# SUPPLIED TEXT start

TRV Weekly Commentary
Week Ending 29 July 2014
Week Ending 29 July 2014
Comment:
The mortgage basis tightened 4
bps last week to 149 bps over the 5yr yield. The street continues to promote tactical
long positions in the basis for the short term. Lower coupons continued to be
the best performers this week as FNMA 3.5s were up 10 ticks vs their 5yr hedge.
Despite recent performance, we are still not constructive on the basis due to
lower Fed purchases and an expectation of increased supply over the next few
months. We also expect lock desks to short TBAs as rates rise, which could place
further pressure the basis. Our regression model suggests that the fair value
spread to 5yr yields is 150 bps. Sitting
at 149 bps, 1 bps of widening to our fair value estimate translates to 2 1/8 ticks
widening on production coupons. We continue to seek alternatives to the basis to
provide sources of alpha.
One potential opportunity is to
buy the GNMA II 3.5 Roll. We saw a relatively high prepay print last month due
to servicer buyouts of GNMA collateral. The market continues to penalize the
roll (currently at 7 ½ ), but we believe a long position will benefit as
prepays slow.

# SUPPLIED TEXT end

● THINGS TO DO
1/ Rewrite the weekly commentary between "TRV Weekly Commentary" and "their 5yr hedge.", inclusive, putting "narrowed" in place of "tightened".
2/ According to the weekly commentary, what fair value spread to 5yr yields does the regression model suggest?

# RECORD LIST start

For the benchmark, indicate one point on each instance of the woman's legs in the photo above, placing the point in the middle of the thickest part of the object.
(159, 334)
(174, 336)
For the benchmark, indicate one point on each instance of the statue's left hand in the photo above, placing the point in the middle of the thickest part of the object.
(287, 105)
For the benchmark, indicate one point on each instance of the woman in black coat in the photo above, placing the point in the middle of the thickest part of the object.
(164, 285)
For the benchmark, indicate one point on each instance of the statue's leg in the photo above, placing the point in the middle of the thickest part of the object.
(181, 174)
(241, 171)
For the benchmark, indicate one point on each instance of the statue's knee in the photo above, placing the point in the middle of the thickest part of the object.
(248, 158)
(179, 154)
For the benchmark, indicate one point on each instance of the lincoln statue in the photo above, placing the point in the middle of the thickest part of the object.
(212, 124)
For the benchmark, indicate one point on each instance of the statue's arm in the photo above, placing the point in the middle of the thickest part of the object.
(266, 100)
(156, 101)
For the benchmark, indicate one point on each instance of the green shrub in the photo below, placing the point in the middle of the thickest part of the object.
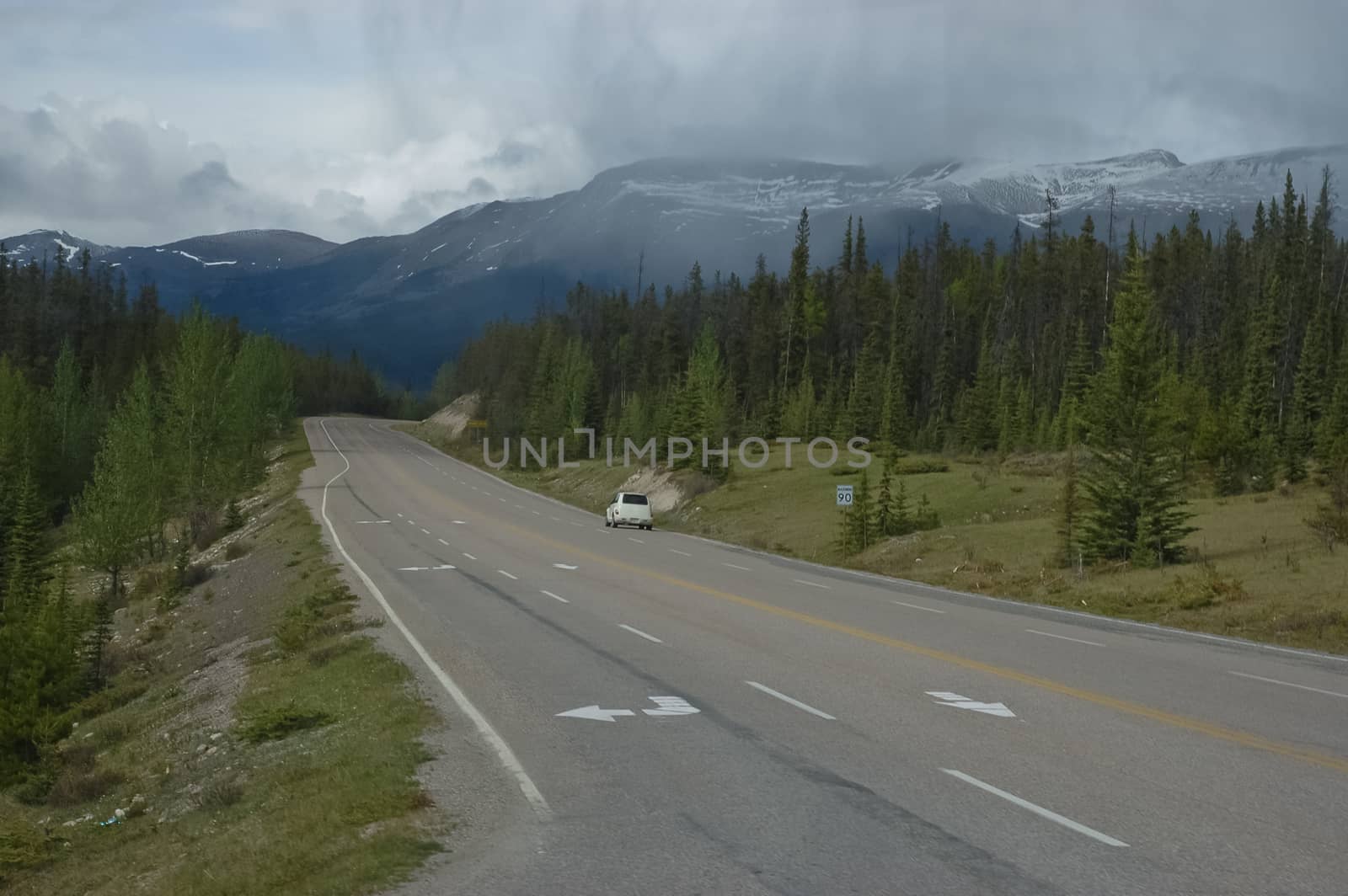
(280, 723)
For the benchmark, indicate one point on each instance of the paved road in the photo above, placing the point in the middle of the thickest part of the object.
(747, 724)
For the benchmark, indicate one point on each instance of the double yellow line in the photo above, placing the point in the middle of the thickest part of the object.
(1184, 723)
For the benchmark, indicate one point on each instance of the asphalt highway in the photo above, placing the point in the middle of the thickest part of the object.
(680, 716)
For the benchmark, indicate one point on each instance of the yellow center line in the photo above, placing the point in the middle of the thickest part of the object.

# RECORD LIST end

● SOLUTIONS BELOW
1/
TRV Weekly Commentary
Week Ending 29 July 2014
Week Ending 29 July 2014
Comment:
The mortgage basis narrowed 4
bps last week to 149 bps over the 5yr yield. The street continues to promote tactical
long positions in the basis for the short term. Lower coupons continued to be
the best performers this week as FNMA 3.5s were up 10 ticks vs their 5yr hedge.

2/ 150 bps